_Prompt_
Copy out every line of the records below word for word, leaving nothing out and changing nothing.

___ Available records ___

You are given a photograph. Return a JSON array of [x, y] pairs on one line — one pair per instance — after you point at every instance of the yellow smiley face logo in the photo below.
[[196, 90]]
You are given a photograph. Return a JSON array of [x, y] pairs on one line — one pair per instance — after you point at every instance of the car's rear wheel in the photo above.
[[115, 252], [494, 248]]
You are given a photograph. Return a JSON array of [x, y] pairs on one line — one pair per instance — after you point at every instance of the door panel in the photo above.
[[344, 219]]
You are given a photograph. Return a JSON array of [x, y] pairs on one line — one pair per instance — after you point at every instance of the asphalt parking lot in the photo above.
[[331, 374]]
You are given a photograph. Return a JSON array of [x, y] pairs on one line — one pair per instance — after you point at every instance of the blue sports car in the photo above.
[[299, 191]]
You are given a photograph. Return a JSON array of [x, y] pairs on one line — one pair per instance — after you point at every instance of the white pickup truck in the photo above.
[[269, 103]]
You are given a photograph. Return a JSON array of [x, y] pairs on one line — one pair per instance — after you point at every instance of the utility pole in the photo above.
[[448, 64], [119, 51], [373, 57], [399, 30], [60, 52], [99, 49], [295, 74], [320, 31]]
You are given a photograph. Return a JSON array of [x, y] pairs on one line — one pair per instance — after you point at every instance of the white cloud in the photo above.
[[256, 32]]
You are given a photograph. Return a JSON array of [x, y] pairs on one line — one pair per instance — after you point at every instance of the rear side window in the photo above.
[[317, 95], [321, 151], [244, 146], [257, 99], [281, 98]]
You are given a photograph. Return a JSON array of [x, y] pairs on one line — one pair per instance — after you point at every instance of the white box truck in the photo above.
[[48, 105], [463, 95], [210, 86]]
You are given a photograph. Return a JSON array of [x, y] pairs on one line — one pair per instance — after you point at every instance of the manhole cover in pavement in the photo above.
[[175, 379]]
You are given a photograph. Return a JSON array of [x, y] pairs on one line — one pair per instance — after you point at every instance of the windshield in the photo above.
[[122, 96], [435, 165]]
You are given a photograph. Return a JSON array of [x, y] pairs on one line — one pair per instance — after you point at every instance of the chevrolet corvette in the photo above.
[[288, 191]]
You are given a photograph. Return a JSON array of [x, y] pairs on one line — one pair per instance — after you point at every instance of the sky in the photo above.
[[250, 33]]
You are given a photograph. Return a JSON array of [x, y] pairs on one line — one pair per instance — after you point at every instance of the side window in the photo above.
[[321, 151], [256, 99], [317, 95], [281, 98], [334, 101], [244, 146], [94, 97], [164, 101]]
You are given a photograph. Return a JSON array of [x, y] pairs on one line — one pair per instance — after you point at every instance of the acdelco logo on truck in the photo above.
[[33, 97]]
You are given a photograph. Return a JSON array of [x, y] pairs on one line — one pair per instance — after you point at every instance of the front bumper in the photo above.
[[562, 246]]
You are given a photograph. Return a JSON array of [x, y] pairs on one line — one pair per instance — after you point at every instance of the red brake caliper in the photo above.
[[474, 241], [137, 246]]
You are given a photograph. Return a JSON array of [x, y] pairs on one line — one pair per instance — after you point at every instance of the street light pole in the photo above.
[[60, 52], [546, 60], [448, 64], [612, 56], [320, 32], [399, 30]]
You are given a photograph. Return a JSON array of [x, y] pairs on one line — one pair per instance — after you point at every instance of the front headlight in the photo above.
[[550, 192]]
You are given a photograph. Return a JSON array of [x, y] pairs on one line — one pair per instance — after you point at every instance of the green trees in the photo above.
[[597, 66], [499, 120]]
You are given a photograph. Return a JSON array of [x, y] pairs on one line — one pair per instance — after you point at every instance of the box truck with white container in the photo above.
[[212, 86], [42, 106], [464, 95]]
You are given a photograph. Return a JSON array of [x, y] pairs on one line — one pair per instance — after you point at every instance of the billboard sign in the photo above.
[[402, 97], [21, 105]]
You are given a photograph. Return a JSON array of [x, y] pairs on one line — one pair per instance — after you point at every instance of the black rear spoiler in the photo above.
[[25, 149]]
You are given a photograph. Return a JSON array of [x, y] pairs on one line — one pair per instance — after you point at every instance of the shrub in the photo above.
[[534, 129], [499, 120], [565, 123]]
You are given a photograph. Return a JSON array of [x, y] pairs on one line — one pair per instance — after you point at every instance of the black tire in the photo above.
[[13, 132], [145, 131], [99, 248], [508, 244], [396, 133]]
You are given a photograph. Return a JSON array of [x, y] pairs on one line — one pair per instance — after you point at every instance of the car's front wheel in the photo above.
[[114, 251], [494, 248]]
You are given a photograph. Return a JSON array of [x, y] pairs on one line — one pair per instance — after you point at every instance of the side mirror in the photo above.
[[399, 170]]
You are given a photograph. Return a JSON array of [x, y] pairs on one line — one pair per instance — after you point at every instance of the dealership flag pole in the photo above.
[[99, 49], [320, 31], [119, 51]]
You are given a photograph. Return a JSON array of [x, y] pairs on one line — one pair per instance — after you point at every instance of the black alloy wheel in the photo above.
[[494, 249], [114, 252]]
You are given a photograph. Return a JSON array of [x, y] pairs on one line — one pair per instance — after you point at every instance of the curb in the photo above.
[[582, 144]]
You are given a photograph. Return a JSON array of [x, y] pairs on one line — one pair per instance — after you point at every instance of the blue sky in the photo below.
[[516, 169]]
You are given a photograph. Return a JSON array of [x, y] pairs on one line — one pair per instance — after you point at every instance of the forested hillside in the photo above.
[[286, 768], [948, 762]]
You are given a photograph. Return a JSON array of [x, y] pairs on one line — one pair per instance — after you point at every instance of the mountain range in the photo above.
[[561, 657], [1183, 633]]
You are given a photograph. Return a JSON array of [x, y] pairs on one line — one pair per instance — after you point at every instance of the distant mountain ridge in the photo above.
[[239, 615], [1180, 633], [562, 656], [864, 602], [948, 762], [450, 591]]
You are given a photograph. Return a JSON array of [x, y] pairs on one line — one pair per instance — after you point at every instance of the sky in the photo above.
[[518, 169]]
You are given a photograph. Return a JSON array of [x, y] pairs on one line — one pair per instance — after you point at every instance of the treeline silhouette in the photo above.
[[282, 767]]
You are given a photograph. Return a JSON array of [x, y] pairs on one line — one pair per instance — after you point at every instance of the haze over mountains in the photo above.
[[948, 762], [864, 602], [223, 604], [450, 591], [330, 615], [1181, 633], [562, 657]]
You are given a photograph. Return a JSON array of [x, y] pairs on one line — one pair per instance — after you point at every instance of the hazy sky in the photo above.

___

_The reply_
You are given a photograph. Return a JSON array of [x, y] pairs on one line — one pair per instance — after you point at every instance of the yellow smiley face logo in the photo below.
[[196, 90]]
You are given a photograph. Return a JSON array of [x, y] pairs on one line — one pair per instance — after you point at every instance of the car's rear wheel in the photo above.
[[115, 252], [494, 248]]
You are given a photograph. Return a JSON array of [x, y] pairs on one line — one pair per instance — after you point at every instance of the door panel in the photo above.
[[344, 219]]
You are given a photograph. Return a JSON array of [x, y] pairs on one line — one pair per instance — after you point at every instance of the asphalt parking lot in the photo above.
[[331, 374]]
You are given a photograph. Return a JSON array of [x, y] pairs on one line — one pair per instance — after you point at every instance of the blue sports car in the photo above.
[[299, 191]]
You are given a photograph. Return a JSON array of [x, y] pairs on one line — one pair per instance — after you point at every instance of the white pickup truck in the photo above.
[[269, 103]]
You are given a photograph. Return a JSON array of [x, y] pairs on one line — one pair per instance — after you point at every instance of the utility pole in the photo above.
[[448, 64], [119, 51], [373, 57], [399, 30], [60, 52], [99, 49], [295, 74], [320, 31]]
You are given a photograph. Return a JSON array of [x, y] pairs on one line — one pair per instance — after you point at every instance of the white cloud in the photo above.
[[256, 32]]
You are given a photograph. Return a JSON array of [x, y] pairs on one line — one pair per instance — after you point at every instance of the rear side window in the photo above.
[[317, 95], [321, 151], [244, 146], [257, 99], [281, 98]]
You are given a photograph. Return a JSON array of [x, y] pairs on one line — one pair per instance — after you point at every instance of the white box truck in the photo above.
[[48, 105], [463, 95], [210, 86]]
You are given a photograph. Return a JSON array of [x, y] pairs on one line — one pair per instance — after you point at every instance of the manhole cover in pavement in the photo above.
[[175, 379]]
You are given a photograph. Return a JSON array of [x, y] pairs on one line — one pair per instance — after you point at every instance of the windshield in the photo above.
[[122, 96], [435, 165]]
You are given a photograph. Return a JSON array of [x, y] pairs on one line — one pair per instance — after you point at every instance of the chevrolet corvette in the photo above.
[[288, 191]]
You are given a photograph. Return a JSON array of [x, y] pairs on one line — one pair per instance — after you point at every instance of the sky in the photo above.
[[250, 33]]
You are given a photograph. Return a JSON array of [x, y] pairs on one line — one pair per instance — after you point at every instance of the side window in the photo above.
[[321, 151], [256, 99], [317, 95], [281, 98], [334, 101], [244, 146], [94, 97], [164, 101]]
You are given a photograph. Return a JSON array of [x, y] pairs on one line — one pair per instance — after you point at every instance of the acdelco logo on truck in the photo above.
[[33, 97]]
You are given a photograph. Return a JSON array of [x, y] pairs on one line — one pair per instance — after you point at every instance of the front bumper in the photo above.
[[562, 246]]
You are given a photograph. Return a JSON array of [x, y] pairs on one line — one pair per instance — after you point at every instance of the red brake caliper in the photo above.
[[474, 241], [137, 246]]
You are given a photograph. Return a JSON array of [x, y] pairs on one line — one pair per instance — after you point at every instance of the street light pole in the photo above.
[[60, 52], [546, 60], [448, 64], [612, 56], [320, 32], [399, 30]]
You are given a photograph. Return a JSON array of [x, y] pairs on one line — one pair per instance — after you point at every instance of the front headlight in the photo above.
[[550, 192]]
You are given a photograph. Return a JSON array of [x, y] pairs on one line — one pair per instance — after you point at every instance of the green trees in the photo above.
[[597, 66], [499, 120]]
You are given a photograph. Return a JSON array of [x, y] pairs on one line — one pair per instance — after you point at every instance of the box truck with white container in the photo above.
[[212, 86], [42, 106], [464, 95]]
You are given a photograph. Return a JSON array of [x, y] pairs on one line — one pair per instance — after you point at every instance of the billboard sign in the photo above.
[[402, 97], [21, 105]]
You are given a photograph. Return a JSON array of [x, y] pairs on one line — one pair per instance — after you point at every instance of the black rear spoiler in the photo above.
[[25, 149]]
You are given a photograph. Return a JSON array of [x, y] pairs on one line — one pair per instance — after you point at every instance of the shrub in the photo above.
[[534, 129], [499, 120], [565, 123]]
You are given a photograph. Return a JSON array of [x, y] pairs on one line — one pair per instance — after you point at every instance of the black tire in the photo above.
[[13, 132], [145, 131], [99, 248], [508, 244], [396, 133]]
You are given a photograph. Return a JSON array of [x, y] pairs on one line — one pair per instance — after you point at every instance of the car's front wheel in the photo above.
[[114, 251], [494, 248]]
You are given a photograph. Return a JSON array of [x, y] pairs on one line — one pair per instance — after you point at every instance of the side mirror in the photo above.
[[399, 170]]
You are given a photograph. Return a JSON array of [x, y] pairs on one line — one pair per instance — after you point at every instance of the dealership flag pole in the photo above.
[[99, 49], [320, 31], [119, 51]]
You are given a photograph. Return a JSON array of [x, y] pairs on one line — one pair per instance — after you point at every instance of the black alloy wheel in the photo above.
[[494, 249], [114, 252]]
You are given a photograph. Return a JSON array of [x, y] pairs on one line — one pair per instance — after you point at every instance of the curb in the photo above.
[[582, 144]]
You are given a photograph. Return a JSON array of [x, y] pairs on one line — one pair per instance — after you point at every instance of the blue sky in the photo below.
[[516, 169]]
You are given a photograph. Return a JSON array of [x, y] pairs on one line — one pair per instance — after you point at every instance of the forested hillside in the photo above.
[[286, 768], [948, 762]]
You are given a photograph. Return a JSON array of [x, y] pairs on one line — one pair per instance — after you point at every instance of the mountain range in the photo above.
[[561, 657], [1183, 633]]
You are given a photograph. Return a JSON array of [x, y] pairs on one line — one pair per instance — after you point at every instance of the distant mountain ridge in the photo above.
[[239, 615], [1180, 633], [562, 656], [864, 602], [948, 762], [450, 591]]
You are given a photograph. Return a JSON array of [x, y] pairs on one line — one pair per instance — after you point at every instance of the sky in the photo above.
[[518, 169]]
You are given a photograph. Return a JSON array of [x, y] pairs on one line — one pair per instance — after you point at every instance of the treeline silhouette in the photo above.
[[282, 767]]
You are given a photograph. Return a JSON array of [x, y] pairs on one line — one pair per instance — after you point at every instance of the haze over mountains in the photo above.
[[948, 762], [864, 602], [223, 604], [450, 591], [330, 615], [1181, 633], [562, 657]]
You are given a photograph. Return a JSON array of [x, y] pairs on one line — one pair per instance — after you point at every instance of the hazy sky in the photo above.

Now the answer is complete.